Requirements
Put the entries, from the first line up to and including the line with "<point>94,22</point>", into a Markdown table with the columns Row and Line. Number each row, and leave out any blank lines.

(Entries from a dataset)
# # # #
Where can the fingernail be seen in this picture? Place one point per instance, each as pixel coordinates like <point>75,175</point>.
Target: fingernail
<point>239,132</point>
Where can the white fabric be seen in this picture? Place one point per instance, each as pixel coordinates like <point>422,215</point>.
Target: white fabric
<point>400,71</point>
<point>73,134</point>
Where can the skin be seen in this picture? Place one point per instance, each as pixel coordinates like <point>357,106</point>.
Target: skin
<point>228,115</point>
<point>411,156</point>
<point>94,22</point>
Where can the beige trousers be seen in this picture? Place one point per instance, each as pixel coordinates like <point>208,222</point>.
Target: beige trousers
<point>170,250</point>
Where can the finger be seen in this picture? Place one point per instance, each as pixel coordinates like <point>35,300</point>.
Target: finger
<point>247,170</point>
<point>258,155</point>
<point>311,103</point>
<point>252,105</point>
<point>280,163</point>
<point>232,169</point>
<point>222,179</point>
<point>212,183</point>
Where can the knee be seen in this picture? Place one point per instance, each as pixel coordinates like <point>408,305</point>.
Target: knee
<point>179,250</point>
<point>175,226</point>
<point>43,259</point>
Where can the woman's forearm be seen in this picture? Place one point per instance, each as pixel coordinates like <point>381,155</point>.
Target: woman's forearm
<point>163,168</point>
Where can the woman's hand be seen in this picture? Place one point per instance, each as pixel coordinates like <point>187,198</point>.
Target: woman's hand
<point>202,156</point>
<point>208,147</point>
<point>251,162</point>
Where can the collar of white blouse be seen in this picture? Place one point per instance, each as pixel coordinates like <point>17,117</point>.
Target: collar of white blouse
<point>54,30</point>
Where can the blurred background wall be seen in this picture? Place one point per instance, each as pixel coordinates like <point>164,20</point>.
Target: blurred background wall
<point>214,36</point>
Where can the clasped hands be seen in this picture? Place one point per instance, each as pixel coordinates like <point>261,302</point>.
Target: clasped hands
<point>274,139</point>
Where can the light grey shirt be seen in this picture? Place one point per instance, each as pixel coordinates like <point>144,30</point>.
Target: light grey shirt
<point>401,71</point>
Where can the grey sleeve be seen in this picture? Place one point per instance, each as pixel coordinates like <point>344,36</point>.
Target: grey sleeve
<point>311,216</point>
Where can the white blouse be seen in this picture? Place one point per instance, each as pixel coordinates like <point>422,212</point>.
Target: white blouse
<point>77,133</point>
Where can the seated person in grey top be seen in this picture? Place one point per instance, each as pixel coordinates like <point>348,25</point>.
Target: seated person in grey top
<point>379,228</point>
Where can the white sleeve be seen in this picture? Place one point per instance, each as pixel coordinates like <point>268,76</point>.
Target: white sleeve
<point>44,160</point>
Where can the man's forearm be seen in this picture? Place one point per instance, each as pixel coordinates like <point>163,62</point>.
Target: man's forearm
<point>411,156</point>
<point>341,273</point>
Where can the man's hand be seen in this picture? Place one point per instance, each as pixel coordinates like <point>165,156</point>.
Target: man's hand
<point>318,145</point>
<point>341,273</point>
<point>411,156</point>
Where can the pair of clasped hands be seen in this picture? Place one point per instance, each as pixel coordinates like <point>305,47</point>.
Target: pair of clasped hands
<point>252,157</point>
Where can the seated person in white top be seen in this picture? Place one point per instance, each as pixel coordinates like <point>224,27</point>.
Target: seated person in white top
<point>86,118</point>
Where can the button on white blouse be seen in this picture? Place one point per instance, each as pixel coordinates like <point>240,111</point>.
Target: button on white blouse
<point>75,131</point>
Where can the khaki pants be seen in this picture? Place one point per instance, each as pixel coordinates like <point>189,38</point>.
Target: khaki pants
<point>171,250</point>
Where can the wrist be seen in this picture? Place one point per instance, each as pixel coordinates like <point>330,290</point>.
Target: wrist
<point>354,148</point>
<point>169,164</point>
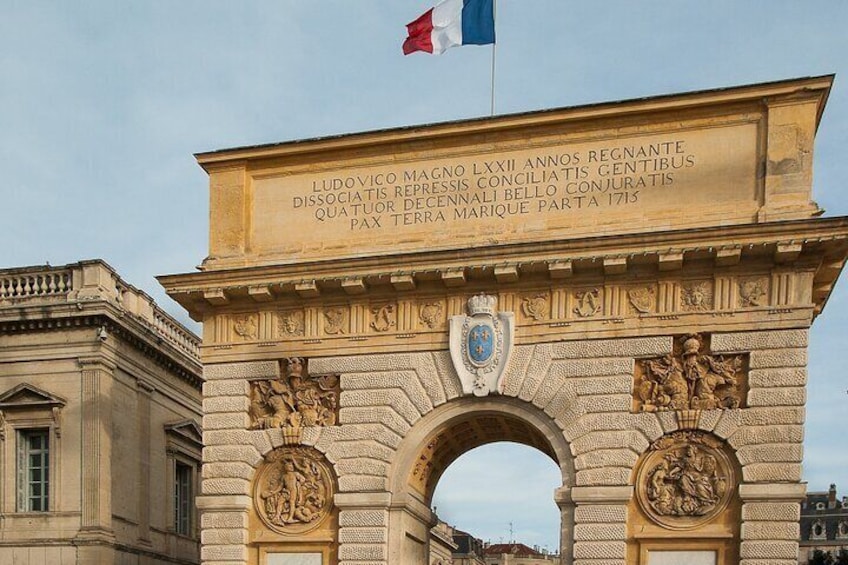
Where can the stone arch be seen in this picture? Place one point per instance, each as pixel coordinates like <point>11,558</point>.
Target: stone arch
<point>444,434</point>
# # # #
Expected answer
| Row | Line |
|---|---|
| 1 | Where can the fingernail be seen in this picture? Place one point per instance, each as pixel coordinates like <point>75,175</point>. |
| 2 | Target: fingernail |
| 3 | <point>239,132</point> |
| 4 | Where can the white fabric be seen in this picture? Place one point per instance, each as pixel coordinates like <point>422,215</point>. |
| 5 | Target: white fabric |
| 6 | <point>400,71</point> |
| 7 | <point>73,134</point> |
| 8 | Where can the skin be seen in this picture? Place one point per instance, each as pixel coordinates like <point>357,106</point>. |
| 9 | Target: skin |
| 10 | <point>228,115</point> |
| 11 | <point>411,156</point> |
| 12 | <point>94,22</point> |